What you should do:
All of the data must be returned exactly as given.

Supplied data:
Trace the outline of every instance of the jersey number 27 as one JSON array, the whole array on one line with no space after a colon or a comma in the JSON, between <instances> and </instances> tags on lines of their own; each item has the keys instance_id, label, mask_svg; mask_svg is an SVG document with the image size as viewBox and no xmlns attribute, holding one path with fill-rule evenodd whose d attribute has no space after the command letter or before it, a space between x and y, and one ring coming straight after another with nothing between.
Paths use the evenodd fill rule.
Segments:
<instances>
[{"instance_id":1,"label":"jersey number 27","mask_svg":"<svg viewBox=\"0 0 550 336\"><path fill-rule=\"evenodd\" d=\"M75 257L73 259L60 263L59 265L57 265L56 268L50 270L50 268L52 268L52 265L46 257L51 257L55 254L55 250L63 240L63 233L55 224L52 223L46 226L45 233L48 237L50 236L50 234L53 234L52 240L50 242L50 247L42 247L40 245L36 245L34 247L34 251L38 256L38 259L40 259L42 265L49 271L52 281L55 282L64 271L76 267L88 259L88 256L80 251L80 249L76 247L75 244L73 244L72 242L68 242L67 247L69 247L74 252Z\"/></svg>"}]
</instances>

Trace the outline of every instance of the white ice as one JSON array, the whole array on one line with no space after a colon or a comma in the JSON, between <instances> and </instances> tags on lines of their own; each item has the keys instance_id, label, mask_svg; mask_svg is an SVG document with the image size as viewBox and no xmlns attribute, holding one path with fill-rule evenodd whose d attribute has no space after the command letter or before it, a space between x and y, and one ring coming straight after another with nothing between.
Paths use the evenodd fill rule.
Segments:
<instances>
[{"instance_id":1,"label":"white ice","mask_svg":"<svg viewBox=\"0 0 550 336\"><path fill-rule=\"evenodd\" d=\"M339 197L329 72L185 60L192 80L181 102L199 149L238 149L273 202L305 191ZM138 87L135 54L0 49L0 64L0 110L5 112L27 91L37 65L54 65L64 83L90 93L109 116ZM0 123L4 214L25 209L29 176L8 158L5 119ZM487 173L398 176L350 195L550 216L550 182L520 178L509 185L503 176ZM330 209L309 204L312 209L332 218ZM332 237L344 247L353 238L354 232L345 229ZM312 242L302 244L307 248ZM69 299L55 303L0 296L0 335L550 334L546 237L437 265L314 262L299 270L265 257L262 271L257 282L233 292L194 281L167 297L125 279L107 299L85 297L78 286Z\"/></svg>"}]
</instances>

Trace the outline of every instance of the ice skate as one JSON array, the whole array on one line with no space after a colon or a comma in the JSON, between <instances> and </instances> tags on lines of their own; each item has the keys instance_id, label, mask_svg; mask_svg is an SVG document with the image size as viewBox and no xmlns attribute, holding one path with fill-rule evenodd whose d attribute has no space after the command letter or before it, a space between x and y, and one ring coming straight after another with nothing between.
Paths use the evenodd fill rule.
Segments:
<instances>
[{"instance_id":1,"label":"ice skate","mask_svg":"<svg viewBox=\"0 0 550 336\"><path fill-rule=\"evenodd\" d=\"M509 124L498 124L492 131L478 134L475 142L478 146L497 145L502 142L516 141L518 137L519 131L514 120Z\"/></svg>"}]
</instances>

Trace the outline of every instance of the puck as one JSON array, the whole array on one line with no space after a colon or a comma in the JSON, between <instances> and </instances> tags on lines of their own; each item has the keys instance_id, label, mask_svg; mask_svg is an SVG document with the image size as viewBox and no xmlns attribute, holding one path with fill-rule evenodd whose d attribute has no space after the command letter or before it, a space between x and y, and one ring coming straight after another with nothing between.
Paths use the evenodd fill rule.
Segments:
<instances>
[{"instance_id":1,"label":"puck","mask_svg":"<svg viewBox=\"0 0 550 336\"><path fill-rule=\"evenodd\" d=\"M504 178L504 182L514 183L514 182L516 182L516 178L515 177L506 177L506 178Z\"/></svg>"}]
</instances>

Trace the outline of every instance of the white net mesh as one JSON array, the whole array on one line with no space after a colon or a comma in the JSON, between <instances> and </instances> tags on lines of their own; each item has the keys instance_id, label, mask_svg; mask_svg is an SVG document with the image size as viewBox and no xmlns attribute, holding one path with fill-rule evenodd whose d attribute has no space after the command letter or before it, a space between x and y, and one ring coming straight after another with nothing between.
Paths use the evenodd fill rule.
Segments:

Task output:
Trace the outline of every instance of the jersey number 27 as one JSON array, the whole array on one line with no space after a colon or a comma in the JSON, between <instances> and </instances> tags on lines of their own; each item has the keys instance_id, label, mask_svg; mask_svg is an SVG document with the image size as viewBox and no xmlns attribute, holding one path with fill-rule evenodd whose d attribute has no space after the command letter or before it, a space between x and y, and one ring coming straight after another with nothing between.
Paths use the evenodd fill rule.
Segments:
<instances>
[{"instance_id":1,"label":"jersey number 27","mask_svg":"<svg viewBox=\"0 0 550 336\"><path fill-rule=\"evenodd\" d=\"M75 257L73 259L60 263L59 265L57 265L56 268L50 270L50 268L52 268L52 265L46 257L51 257L55 254L55 250L63 240L63 233L55 224L52 223L46 226L45 233L48 237L50 236L50 234L53 234L52 240L50 242L50 247L42 247L40 245L36 245L34 247L34 251L38 256L38 259L40 259L42 265L49 271L52 281L55 282L64 271L76 267L88 259L88 256L80 251L80 249L76 247L75 244L73 244L72 242L68 242L67 247L69 247L74 252Z\"/></svg>"}]
</instances>

Trace the outline of every instance of the white ice as one JSON array, the whole array on one line with no space after a colon or a comma in the JSON, between <instances> and </instances> tags on lines of their own; each item has the keys instance_id, label, mask_svg; mask_svg is an SVG document with the image size as viewBox and no xmlns attribute, holding one path with fill-rule evenodd whose d attribute has no space after the command letter or before it, a space between x and y, and one ring coming straight after another with nothing between.
Paths use the evenodd fill rule.
Segments:
<instances>
[{"instance_id":1,"label":"white ice","mask_svg":"<svg viewBox=\"0 0 550 336\"><path fill-rule=\"evenodd\" d=\"M339 197L329 72L185 60L192 80L181 102L199 149L238 149L273 202L305 191ZM138 87L135 54L0 49L0 64L0 110L5 112L27 91L37 65L54 65L64 83L90 93L109 116ZM0 123L4 214L25 209L29 176L8 158L5 119ZM487 173L398 176L350 195L550 216L550 182L520 178L509 185L503 176ZM330 209L309 204L312 209L332 218ZM332 237L344 247L353 238L354 232L345 229ZM312 242L302 244L307 248ZM69 299L55 303L0 296L0 335L550 334L546 237L437 265L314 262L299 270L265 257L262 271L257 282L233 292L194 281L167 297L125 279L107 299L85 297L78 286Z\"/></svg>"}]
</instances>

Trace the outline of every instance of the ice skate as one JSON array, the whole array on one line with no space after a colon or a comma in the JSON, between <instances> and </instances> tags on lines of their own; each item has the keys instance_id, label, mask_svg; mask_svg is an SVG document with the image size as viewBox and no xmlns attribute, holding one path with fill-rule evenodd whose d attribute has no space after the command letter or before it, a space between x and y, and one ring coming straight after another with nothing between.
Paths use the evenodd fill rule.
Segments:
<instances>
[{"instance_id":1,"label":"ice skate","mask_svg":"<svg viewBox=\"0 0 550 336\"><path fill-rule=\"evenodd\" d=\"M509 124L498 124L492 131L478 134L475 142L478 146L497 145L502 142L516 141L518 137L519 131L514 120Z\"/></svg>"}]
</instances>

Trace the outline of every instance of the puck as one JSON array, the whole array on one line with no space after a colon or a comma in the JSON, between <instances> and </instances> tags on lines of their own; each item has the keys instance_id, label, mask_svg; mask_svg is an SVG document with the image size as viewBox and no xmlns attribute, holding one path with fill-rule evenodd whose d attribute has no space after the command letter or before it, a space between x and y, and one ring coming straight after another with nothing between.
Paths use the evenodd fill rule.
Segments:
<instances>
[{"instance_id":1,"label":"puck","mask_svg":"<svg viewBox=\"0 0 550 336\"><path fill-rule=\"evenodd\" d=\"M504 178L504 182L514 183L514 182L516 182L516 178L515 177L506 177L506 178Z\"/></svg>"}]
</instances>

Trace the outline of every instance of the white net mesh as one JSON array, the whole array on one line with no space after a colon or a comma in the JSON, between <instances> and </instances> tags on lines of their own; each item has the keys instance_id, label, mask_svg; mask_svg is an SVG document with the image size as viewBox and no xmlns attribute, holding one path with fill-rule evenodd whose d attribute has no space after the command letter or before it, a space between x and y, and one ring coming straight after another with nothing between.
Paths use the evenodd fill rule.
Segments:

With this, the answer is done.